Collected data:
══════
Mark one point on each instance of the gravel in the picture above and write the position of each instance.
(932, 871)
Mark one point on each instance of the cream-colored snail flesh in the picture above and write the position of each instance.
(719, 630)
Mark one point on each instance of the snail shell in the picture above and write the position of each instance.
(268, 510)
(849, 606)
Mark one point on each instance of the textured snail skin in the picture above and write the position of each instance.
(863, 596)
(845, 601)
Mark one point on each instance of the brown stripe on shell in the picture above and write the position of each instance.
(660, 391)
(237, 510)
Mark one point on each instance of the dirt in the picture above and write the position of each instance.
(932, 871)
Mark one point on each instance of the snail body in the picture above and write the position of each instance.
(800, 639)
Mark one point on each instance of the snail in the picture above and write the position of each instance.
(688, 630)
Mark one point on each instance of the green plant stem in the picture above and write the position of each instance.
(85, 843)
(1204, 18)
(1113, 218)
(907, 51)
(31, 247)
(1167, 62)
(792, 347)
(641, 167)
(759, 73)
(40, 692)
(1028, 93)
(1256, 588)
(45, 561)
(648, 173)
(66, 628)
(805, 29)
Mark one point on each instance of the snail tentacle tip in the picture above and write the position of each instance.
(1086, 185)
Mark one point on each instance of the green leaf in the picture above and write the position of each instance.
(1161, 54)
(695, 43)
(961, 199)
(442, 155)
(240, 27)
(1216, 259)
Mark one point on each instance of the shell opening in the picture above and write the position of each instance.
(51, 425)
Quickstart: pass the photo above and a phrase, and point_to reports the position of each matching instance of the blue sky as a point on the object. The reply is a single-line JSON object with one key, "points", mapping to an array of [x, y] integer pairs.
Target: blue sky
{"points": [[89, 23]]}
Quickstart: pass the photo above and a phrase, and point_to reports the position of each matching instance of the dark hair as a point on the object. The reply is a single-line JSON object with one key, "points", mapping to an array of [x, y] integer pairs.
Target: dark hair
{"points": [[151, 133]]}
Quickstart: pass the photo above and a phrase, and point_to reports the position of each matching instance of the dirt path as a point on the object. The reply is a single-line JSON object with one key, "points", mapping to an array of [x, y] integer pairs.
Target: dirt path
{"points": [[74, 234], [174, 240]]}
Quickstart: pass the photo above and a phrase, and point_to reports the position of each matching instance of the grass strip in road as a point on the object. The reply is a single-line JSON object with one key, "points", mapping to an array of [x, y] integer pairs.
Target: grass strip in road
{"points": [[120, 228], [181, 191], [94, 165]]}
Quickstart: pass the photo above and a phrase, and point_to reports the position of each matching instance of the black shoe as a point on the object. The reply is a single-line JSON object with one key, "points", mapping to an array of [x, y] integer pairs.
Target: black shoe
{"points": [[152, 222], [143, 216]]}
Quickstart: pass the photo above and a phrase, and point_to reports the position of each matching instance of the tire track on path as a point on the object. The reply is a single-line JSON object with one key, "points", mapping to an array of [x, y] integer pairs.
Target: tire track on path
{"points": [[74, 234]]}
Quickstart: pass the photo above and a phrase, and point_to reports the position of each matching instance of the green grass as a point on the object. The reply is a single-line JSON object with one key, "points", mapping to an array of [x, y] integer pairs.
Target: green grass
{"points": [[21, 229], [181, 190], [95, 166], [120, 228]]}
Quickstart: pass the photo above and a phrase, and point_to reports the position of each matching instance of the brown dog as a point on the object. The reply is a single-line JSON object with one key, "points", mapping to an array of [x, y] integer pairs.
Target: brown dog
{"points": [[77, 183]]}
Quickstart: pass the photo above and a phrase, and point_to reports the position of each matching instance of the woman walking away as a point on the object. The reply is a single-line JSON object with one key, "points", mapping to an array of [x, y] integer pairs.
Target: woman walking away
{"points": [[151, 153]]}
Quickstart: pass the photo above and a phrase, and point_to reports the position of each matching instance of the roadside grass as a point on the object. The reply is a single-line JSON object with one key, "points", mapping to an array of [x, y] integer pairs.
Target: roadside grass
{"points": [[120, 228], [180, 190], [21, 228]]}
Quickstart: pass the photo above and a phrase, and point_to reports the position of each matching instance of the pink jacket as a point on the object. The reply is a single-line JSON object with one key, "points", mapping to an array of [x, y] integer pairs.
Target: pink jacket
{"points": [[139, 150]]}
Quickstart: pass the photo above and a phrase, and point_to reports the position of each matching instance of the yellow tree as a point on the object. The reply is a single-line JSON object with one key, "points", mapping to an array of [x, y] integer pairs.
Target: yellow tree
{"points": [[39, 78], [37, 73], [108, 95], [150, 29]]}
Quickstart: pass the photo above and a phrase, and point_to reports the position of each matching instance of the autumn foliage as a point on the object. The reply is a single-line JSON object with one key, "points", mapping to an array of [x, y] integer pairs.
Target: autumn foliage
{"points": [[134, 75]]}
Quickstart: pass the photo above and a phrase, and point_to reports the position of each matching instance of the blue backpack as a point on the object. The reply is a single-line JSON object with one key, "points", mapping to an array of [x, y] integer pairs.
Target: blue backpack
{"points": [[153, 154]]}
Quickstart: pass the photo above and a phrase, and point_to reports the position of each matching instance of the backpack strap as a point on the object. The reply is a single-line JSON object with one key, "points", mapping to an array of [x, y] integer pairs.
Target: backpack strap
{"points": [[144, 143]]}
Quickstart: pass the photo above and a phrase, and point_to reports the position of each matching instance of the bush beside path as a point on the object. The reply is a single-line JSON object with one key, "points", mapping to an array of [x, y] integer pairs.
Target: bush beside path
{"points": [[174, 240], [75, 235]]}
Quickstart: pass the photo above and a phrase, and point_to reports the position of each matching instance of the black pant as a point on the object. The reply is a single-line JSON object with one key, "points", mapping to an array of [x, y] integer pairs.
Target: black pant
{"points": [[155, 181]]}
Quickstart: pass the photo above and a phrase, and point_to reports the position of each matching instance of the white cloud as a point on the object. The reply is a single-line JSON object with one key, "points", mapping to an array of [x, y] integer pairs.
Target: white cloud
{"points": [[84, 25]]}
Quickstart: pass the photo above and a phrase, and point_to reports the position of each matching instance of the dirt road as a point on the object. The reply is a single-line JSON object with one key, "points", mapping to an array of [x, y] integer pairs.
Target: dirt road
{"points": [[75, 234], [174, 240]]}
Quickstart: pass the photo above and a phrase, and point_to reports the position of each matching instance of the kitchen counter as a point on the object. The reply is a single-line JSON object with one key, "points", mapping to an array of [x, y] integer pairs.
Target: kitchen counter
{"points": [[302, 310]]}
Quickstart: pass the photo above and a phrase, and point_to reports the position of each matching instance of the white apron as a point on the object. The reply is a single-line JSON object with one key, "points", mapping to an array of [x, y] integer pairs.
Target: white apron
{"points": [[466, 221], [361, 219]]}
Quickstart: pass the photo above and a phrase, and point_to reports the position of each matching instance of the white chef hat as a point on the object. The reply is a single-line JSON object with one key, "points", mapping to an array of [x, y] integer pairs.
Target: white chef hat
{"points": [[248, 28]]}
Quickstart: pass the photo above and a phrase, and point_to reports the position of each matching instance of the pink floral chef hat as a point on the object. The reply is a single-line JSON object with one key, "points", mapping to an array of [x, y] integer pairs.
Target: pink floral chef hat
══════
▶ **Work instructions**: Search the data above for the string "floral". Report every line where it is found.

▶ **Response to this task**:
Quickstart: pass the photo above and a phrase, and point_to reports the position of each matching instance of the pink floral chef hat as a point on the object. The reply is a single-line JSON object with one key, "points", mapping to an array of [x, y] integer pairs.
Target: pink floral chef hat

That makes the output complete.